### Problem requirements:
Can you return the farmers market post below word for word, from its title to its last line?

### Extracted text:
===

Co-Dependent Saps and Storm Clouds
I admit I was dreading going to the farmers market the Saturday of our first CSA distribution.  Lily Rose was due to kid at any moment.  I know there are loads of people who keep goats (and pigs, cows, sheep, etc.) and have day jobs that take them off the farm for ten hours a day.  Frankly, I don’t see how they do it.  The anxiety would kill me.  Moreover, the abysmal weather this spring means I had near to nothing to sell.  I hate sitting at an empty table.  I feel like I am letting customers down and letting the market down.  Just for the record, all you farmers market shoppers, never comment on a farmer selling out like it’s a good thing.  It is always a bad thing.  Unless it is five minutes before the end of the market, then it’s okay.  And being friendly is tiring.  I have never been a naturally outgoing person.  Those of us behind the table are on display, too.  Being “on” comes naturally to some people: people who are perfectly at home at a party where they don’t know anyone.  Not me.       

I’m like a little kid who doesn’t want to get into the bath but has a great time once they are in there.  Of course I love going to the farmers market.  I get to see friends I haven’t seen in months.  I love talking shop with other farmers, and I love meeting and talking with our customers.  It feels good to be part of this community.

===

### Entries supplied:

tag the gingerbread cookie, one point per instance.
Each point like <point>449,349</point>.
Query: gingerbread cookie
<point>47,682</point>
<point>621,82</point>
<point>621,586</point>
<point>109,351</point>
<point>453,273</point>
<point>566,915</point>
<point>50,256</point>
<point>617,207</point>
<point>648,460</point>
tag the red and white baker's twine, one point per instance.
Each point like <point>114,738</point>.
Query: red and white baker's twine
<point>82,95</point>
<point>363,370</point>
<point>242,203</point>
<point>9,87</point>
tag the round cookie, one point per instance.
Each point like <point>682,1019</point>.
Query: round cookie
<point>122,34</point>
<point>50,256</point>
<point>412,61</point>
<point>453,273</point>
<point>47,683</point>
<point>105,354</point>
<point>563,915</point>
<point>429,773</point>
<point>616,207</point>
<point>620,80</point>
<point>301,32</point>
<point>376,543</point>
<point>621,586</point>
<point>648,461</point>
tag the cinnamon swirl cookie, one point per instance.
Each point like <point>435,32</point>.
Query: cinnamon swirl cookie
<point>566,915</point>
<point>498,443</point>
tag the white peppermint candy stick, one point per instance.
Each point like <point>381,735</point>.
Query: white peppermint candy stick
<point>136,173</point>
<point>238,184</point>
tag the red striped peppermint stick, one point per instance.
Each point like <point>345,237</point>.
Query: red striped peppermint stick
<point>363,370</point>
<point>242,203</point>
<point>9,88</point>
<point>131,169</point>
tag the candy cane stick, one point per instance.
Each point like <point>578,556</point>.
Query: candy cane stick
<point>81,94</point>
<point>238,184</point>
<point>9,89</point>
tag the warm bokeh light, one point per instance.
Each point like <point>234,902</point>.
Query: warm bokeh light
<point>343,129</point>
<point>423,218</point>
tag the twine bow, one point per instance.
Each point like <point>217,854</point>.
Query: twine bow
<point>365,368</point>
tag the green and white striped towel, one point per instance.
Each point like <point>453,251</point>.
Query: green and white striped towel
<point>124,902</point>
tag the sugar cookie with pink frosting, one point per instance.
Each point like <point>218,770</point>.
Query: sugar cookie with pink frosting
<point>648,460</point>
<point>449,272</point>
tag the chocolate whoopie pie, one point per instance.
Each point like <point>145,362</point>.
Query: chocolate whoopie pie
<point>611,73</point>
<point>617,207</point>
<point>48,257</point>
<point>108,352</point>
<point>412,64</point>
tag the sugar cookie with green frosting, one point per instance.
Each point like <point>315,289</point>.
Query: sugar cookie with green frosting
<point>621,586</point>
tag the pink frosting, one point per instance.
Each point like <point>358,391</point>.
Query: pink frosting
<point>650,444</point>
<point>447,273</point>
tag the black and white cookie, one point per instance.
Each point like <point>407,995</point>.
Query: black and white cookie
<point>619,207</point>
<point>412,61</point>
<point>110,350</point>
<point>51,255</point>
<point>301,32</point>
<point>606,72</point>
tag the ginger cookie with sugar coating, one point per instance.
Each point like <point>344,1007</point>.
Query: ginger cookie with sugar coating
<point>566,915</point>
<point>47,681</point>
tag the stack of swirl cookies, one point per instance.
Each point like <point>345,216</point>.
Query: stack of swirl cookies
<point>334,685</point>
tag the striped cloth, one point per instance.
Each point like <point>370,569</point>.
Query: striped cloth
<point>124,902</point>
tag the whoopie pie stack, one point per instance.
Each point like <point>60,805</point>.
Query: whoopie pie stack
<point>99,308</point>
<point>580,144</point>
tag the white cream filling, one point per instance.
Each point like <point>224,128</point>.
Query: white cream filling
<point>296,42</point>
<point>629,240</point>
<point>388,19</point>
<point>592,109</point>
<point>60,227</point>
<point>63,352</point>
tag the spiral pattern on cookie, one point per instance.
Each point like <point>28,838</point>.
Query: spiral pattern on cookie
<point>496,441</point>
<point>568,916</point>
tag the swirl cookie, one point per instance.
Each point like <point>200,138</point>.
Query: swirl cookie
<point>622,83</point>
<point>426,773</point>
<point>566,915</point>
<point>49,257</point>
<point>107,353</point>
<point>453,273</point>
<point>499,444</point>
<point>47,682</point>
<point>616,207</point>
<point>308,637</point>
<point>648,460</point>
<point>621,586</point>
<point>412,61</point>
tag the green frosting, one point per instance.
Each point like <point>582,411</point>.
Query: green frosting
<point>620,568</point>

===

### Output:
Co-Dependent Saps and Storm Clouds
I admit I was dreading going to the farmers market the Saturday of our first CSA distribution.  Lily Rose was due to kid at any moment.  I know there are loads of people who keep goats (and pigs, cows, sheep, etc.) and have day jobs that take them off the farm for ten hours a day.  Frankly, I don’t see how they do it.  The anxiety would kill me.  Moreover, the abysmal weather this spring means I had near to nothing to sell.  I hate sitting at an empty table.  I feel like I am letting customers down and letting the market down.  Just for the record, all you farmers market shoppers, never comment on a farmer selling out like it’s a good thing.  It is always a bad thing.  Unless it is five minutes before the end of the market, then it’s okay.  And being friendly is tiring.  I have never been a naturally outgoing person.  Those of us behind the table are on display, too.  Being “on” comes naturally to some people: people who are perfectly at home at a party where they don’t know anyone.  Not me.       

I’m like a little kid who doesn’t want to get into the bath but has a great time once they are in there.  Of course I love going to the farmers market.  I get to see friends I haven’t seen in months.  I love talking shop with other farmers, and I love meeting and talking with our customers.  It feels good to be part of this community.